++++ Document excerpt ++++
Starring is Steve Carell (The Office, The 40-Year-Old Virgin) playing one of the movie's schmucks, and Paul Rudd (I Love You Man, Knocked Up) is once again playing the straight man. These two reunite for the first time since The 40-Year-Old Virgin and their chemistry has only gotten better. Rudd plays Tim, an up-and-coming equity executive on the 6th floor, with hopes to be a 7th floor executive. Tim pretty much earns his promotion to the 7th floor, but has one thing left to do to impress his boss: go to the company's next monthly dinner with the best schmuck he can find in hopes they are the evening's winner of idiots. Tim, completely against the whole idea at first, tries to get out of going to the dinner until he literally runs into his future dinner companion, Barry (Carell). Barry is a peculiar IRS employee with a very unusual hobby of mice taxidermy. I'll get back to that in a minute. Barry is not the typical tax man because he is a nice guy (sorry tax men/tax women) and immediately befriends Tim, practically begging to go his dinner.
++++ Record list ++++
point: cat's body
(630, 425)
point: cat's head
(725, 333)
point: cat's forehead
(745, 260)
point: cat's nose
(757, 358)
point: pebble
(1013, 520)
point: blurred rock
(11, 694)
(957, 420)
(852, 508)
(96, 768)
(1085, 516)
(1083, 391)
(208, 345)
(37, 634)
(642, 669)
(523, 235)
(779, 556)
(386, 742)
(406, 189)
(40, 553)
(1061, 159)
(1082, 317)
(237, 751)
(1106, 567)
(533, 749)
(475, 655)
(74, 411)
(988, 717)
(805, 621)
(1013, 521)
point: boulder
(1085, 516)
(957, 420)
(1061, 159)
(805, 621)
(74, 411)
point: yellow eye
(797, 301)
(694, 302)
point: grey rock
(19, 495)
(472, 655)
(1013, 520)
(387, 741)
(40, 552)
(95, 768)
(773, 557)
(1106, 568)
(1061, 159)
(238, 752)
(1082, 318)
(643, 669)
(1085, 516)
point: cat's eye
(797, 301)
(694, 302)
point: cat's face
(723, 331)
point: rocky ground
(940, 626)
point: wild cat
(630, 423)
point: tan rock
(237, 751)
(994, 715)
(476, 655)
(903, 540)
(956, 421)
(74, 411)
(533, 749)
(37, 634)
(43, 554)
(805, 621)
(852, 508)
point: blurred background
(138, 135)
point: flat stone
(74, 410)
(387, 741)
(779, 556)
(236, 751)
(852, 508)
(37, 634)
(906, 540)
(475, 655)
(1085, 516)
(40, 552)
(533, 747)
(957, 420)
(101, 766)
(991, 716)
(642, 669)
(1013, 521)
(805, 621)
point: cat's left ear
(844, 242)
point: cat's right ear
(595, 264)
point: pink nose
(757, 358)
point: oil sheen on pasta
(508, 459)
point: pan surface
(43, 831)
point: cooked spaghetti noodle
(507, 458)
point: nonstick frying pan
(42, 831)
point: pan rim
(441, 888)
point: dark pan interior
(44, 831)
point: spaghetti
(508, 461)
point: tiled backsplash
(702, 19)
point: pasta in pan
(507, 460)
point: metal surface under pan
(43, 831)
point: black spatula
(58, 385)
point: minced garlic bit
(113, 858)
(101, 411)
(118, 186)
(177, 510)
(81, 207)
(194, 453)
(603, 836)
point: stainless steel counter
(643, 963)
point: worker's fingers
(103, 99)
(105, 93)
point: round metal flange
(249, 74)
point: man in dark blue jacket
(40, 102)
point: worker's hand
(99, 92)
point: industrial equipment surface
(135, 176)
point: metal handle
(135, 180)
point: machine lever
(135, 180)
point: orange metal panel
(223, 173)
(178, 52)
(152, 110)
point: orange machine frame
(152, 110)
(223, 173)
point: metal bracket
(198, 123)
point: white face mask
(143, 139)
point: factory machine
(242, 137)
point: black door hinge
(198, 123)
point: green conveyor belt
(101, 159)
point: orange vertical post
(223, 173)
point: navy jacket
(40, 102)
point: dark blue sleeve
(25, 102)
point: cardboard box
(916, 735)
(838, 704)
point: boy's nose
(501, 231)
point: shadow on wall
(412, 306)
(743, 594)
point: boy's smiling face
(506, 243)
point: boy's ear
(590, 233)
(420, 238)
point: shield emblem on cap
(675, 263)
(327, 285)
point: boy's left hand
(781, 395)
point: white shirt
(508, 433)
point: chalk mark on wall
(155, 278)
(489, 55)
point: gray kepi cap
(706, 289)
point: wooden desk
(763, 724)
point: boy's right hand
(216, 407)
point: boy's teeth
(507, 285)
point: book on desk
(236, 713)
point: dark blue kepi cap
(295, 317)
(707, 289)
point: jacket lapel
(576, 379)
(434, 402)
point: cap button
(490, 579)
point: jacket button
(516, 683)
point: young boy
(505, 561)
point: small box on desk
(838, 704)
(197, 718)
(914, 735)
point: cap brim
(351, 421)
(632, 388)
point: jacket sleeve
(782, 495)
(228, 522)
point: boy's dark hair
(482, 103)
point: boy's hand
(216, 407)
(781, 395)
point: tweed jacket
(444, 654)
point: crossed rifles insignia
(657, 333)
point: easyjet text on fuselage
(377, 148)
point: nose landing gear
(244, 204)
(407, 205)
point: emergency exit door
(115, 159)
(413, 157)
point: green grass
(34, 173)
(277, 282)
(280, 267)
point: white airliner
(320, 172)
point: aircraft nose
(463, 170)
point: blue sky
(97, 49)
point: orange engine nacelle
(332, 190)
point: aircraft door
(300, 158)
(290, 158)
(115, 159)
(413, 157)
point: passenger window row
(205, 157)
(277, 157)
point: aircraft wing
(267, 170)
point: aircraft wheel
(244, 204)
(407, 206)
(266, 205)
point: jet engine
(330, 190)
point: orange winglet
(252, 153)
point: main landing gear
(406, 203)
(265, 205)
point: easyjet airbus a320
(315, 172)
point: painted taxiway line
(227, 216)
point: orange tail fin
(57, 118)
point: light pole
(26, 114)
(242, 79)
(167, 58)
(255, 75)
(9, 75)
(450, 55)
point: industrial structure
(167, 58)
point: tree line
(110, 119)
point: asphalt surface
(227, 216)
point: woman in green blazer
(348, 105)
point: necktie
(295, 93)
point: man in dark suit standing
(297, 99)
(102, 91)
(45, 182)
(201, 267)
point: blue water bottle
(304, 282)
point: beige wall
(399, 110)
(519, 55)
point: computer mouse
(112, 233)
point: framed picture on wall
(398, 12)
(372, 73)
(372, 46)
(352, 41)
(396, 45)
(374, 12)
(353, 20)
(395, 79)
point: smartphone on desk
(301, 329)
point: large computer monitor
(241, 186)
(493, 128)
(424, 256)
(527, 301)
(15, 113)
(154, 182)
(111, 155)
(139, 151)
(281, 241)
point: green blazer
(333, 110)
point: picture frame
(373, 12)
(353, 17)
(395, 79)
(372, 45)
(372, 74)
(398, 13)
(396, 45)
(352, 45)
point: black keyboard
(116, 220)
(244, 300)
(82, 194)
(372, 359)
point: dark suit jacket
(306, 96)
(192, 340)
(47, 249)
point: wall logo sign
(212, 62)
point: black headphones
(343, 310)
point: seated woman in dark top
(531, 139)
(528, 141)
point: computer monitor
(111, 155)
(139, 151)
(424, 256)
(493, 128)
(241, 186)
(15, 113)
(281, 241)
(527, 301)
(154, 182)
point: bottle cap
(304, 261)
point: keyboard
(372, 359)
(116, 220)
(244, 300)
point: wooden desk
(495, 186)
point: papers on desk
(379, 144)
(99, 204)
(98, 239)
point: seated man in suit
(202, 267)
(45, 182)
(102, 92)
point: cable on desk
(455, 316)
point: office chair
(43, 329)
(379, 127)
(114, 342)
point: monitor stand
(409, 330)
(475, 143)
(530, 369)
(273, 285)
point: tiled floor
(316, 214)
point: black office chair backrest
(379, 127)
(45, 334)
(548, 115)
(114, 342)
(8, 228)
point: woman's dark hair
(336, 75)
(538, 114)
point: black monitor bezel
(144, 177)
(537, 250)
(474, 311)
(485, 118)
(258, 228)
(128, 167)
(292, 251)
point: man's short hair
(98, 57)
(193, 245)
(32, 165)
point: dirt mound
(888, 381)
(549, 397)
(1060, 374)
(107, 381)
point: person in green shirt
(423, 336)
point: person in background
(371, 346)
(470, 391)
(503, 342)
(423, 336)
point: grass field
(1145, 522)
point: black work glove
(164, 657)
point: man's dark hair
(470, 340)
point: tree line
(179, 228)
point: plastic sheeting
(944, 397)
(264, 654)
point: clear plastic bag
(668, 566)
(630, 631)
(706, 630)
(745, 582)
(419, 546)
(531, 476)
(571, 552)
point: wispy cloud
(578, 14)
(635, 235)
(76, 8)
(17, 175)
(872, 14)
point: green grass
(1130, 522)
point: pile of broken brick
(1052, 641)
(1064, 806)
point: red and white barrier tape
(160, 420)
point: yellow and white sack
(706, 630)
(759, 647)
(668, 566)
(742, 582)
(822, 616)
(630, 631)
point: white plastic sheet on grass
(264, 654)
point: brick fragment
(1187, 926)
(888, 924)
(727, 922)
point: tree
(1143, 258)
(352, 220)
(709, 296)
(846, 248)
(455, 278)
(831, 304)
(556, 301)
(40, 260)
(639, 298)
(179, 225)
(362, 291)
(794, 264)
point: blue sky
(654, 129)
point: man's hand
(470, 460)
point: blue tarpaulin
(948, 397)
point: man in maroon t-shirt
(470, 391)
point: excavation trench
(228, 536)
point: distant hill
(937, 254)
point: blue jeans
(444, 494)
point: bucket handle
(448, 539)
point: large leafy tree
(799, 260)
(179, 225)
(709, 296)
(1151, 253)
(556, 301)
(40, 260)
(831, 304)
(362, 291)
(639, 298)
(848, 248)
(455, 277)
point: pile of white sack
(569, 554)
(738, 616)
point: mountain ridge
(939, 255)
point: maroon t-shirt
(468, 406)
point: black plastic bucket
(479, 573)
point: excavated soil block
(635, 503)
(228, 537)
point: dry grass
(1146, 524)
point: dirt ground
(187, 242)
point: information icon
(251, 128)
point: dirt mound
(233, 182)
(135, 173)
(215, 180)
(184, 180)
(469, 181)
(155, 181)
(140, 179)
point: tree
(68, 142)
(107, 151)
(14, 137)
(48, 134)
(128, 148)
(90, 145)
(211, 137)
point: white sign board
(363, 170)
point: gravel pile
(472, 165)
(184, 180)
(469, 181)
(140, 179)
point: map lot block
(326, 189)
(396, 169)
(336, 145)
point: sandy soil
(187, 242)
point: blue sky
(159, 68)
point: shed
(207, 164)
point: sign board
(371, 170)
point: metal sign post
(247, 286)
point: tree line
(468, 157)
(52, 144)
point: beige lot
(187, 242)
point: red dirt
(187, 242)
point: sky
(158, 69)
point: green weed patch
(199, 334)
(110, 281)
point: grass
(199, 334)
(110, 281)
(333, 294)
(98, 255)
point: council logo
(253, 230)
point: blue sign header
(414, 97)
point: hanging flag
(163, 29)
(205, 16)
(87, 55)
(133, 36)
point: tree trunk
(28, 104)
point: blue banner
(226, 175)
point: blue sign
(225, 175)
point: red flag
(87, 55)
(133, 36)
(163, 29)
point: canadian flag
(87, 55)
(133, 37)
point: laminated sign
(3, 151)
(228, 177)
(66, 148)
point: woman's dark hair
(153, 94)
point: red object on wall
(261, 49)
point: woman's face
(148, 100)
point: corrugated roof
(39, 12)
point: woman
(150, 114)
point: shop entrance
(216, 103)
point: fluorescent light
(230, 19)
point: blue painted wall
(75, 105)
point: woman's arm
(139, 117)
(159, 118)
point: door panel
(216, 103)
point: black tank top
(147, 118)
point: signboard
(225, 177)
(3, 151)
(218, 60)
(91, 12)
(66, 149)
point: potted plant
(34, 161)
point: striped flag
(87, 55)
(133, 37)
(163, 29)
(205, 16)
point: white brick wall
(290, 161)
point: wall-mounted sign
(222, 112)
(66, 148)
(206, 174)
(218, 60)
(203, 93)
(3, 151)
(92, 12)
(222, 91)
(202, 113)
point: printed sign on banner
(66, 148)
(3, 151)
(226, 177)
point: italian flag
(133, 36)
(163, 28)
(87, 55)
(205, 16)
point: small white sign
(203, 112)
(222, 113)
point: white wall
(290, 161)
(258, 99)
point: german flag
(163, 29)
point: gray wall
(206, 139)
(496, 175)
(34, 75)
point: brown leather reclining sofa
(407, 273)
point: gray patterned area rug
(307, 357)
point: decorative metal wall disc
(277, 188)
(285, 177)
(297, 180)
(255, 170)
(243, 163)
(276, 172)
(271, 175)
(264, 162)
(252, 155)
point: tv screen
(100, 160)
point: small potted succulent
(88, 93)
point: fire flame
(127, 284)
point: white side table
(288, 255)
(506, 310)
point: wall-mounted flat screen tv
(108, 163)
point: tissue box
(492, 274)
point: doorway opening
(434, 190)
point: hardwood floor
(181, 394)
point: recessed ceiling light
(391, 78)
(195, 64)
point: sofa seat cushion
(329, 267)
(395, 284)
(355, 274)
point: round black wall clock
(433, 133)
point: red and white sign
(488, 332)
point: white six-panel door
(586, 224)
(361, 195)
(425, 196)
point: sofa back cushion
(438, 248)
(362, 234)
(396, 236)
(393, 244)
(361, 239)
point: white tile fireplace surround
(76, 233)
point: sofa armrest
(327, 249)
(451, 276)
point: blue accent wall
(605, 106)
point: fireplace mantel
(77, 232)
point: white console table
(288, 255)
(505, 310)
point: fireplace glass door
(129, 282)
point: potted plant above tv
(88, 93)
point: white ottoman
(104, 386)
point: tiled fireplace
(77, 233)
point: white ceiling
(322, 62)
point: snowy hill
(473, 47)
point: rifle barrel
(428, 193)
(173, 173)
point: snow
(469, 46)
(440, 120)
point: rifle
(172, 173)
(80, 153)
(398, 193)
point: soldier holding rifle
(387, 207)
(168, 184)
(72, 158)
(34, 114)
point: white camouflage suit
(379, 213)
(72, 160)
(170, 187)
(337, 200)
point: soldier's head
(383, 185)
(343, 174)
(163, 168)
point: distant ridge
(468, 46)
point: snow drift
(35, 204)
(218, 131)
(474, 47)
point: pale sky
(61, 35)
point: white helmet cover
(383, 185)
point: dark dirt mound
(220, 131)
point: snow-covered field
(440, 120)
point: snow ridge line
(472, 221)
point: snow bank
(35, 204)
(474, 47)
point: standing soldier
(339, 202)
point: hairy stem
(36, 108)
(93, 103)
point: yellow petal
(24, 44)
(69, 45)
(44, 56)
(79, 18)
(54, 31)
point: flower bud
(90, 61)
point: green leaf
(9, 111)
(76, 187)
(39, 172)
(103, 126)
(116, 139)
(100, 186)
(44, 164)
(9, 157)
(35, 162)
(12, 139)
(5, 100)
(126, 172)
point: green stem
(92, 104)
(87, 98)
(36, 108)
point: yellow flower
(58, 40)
++++
#### [Set of tasks]
**A)** Locate every line in the records that contains the word "bottle" and copy each of those lines.
**B)** Go on with the movie review of Steve Carell and Paul Rudd's comedy, picking up right after its final sentence.

#### [Results]
**A)**
point: blue water bottle
point: bottle cap

**B)**
From there on, it's a hurricane of destruction that is Barry following Tim around the day before the dinner. During Tim's time with Barry leading up to the dinner (which doesn't happen until the last half hour of the film, by the way), everything that could go wrong, does. Roach tones down the slapstick-style comedy compared to Meet the Parents, and just lets Carell loose to do what he does best: improv. I counted at least three times in the film where Rudd was trying to keep a straight face while Carell was just saying random things. Watch for this one when it comes to DVD, because there will probably be about an hour of just outtakes.

As funny as both of these stars are, the film is nearly stolen by all the smaller characters introduced before the dinner as well as at the dinner. These smaller roles are cast by some other great comedic talents, such as Flight of the Conchords' Jemaine Clement, Office Space's Ron Livingston, and The Hangover's Zach Galifianakis. I don't want to say too much about what kind of roles these guys have in the film because I wouldn't be able to do them justice. All you need to know is you are only going to see more and more of Galifianakis over the next couple of years, because everyone wants him in their movie. Finally, at the dinner, the funny amp gets turned up to 11 and everybody is hilarious, making you wish your dinners were always like this.

This movie will make you laugh out load at least a couple dozen times before the actual dinner even takes place. The writing in this movie may not have one-liners that people will still be quoting weeks from now, but it is almost Seinfeld-ish in the way everything comes back around in the end. Some of the best parts of the movie are Barry's mice taxidermy hobby being displayed at the opening and end credits. This may be a bold statement, but the props/set design could be up for a major award because of the attention to detail that was put into those mice figures. They, interestingly, are what give the film most of its heart, as well as getting some of the biggest laughs in the theatre.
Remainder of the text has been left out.